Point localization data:

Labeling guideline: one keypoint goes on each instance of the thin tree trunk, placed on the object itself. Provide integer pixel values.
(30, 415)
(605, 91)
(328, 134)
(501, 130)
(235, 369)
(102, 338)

» **Requirement**
Please give all the lines above again, exactly as they read.

» **Expected output**
Labeling guideline: one keypoint goes on each instance of the thin tree trunk, placed on the object itself. Provide integer pixel values.
(30, 415)
(605, 91)
(328, 134)
(501, 130)
(235, 369)
(102, 338)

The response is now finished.